DATA TO USE START
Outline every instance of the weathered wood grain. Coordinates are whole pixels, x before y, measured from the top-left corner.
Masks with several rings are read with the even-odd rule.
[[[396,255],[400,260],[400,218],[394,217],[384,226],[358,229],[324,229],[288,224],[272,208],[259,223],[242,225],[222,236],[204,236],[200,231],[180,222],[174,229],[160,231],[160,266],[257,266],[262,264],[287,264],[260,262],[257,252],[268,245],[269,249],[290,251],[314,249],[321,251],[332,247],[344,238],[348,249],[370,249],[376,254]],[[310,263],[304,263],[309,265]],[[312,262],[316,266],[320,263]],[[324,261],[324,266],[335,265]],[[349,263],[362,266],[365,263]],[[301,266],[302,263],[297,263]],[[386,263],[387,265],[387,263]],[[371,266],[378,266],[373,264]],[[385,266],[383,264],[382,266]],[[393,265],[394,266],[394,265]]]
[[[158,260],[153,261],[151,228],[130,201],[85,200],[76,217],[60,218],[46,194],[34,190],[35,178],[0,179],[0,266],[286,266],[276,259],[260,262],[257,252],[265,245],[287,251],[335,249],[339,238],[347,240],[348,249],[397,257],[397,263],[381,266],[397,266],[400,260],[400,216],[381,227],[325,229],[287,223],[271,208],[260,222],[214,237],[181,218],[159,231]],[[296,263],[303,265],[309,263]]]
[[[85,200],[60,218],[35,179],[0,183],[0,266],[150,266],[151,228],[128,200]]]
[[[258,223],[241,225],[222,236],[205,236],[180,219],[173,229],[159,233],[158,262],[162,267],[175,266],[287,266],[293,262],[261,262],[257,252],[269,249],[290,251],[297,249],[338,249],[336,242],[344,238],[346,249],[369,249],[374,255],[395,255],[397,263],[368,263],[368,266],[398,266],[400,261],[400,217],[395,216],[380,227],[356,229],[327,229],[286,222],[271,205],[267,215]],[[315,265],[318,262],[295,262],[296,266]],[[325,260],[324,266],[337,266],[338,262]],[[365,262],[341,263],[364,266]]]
DATA TO USE END
● **YOUR TASK**
Reproduce the full listing above, character for character.

● **RESPONSE FOR THIS EXERCISE**
Outline every instance of the weathered wood grain. Coordinates are whole pixels, x before y, measured from the top-left corner.
Masks with several rings are read with the even-odd rule.
[[[396,255],[400,260],[400,218],[394,217],[384,226],[358,229],[324,229],[288,224],[272,208],[259,223],[242,225],[222,236],[204,236],[200,231],[180,222],[174,229],[160,231],[160,266],[257,266],[262,264],[287,264],[260,262],[257,252],[268,245],[269,249],[290,251],[314,249],[321,251],[332,247],[344,238],[348,249],[370,249],[376,254]],[[310,263],[304,263],[309,265]],[[312,262],[316,266],[320,263]],[[324,261],[324,266],[335,265]],[[349,263],[362,266],[365,263]],[[301,266],[302,263],[297,263]],[[386,263],[387,265],[387,263]],[[371,266],[378,266],[373,264]],[[385,266],[383,264],[382,266]],[[393,265],[394,266],[394,265]]]
[[[158,260],[153,261],[151,228],[130,201],[85,200],[76,217],[60,218],[46,194],[34,190],[35,178],[0,179],[0,266],[286,266],[276,259],[260,262],[257,252],[265,245],[287,251],[335,249],[339,238],[347,240],[348,249],[397,257],[397,263],[381,266],[397,266],[400,260],[400,216],[381,227],[325,229],[287,223],[271,208],[260,222],[214,237],[181,218],[159,231]],[[296,263],[303,265],[309,263]]]
[[[85,200],[60,218],[35,179],[0,183],[0,266],[150,266],[151,228],[128,200]]]
[[[258,223],[241,225],[222,236],[205,236],[180,219],[173,229],[159,233],[158,262],[162,267],[175,266],[287,266],[293,262],[261,262],[257,252],[269,249],[290,251],[297,249],[338,249],[336,242],[344,238],[346,249],[369,249],[374,255],[395,255],[397,263],[368,263],[368,266],[398,266],[400,261],[400,217],[395,216],[380,227],[356,229],[327,229],[286,222],[271,205],[267,215]],[[315,265],[318,262],[295,262],[296,266]],[[325,260],[324,266],[337,266],[338,262]],[[365,262],[341,263],[364,266]]]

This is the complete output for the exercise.